=== SUPPLIED MATERIAL ===

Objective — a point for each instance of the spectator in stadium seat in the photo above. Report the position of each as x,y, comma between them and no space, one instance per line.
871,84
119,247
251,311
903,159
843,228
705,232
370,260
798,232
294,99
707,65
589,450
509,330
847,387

=== TASK ITEM ===
The answer is the full set of records above, repeated exactly.

=== RESPONSE AREA ===
Objective — a point for each instance of the spectator in stadium seat in the photo above. Report the position of each as x,y, comma between them and no space, one instance per line.
871,84
119,247
251,311
903,159
843,228
705,232
370,260
798,232
294,99
707,65
589,450
509,330
847,387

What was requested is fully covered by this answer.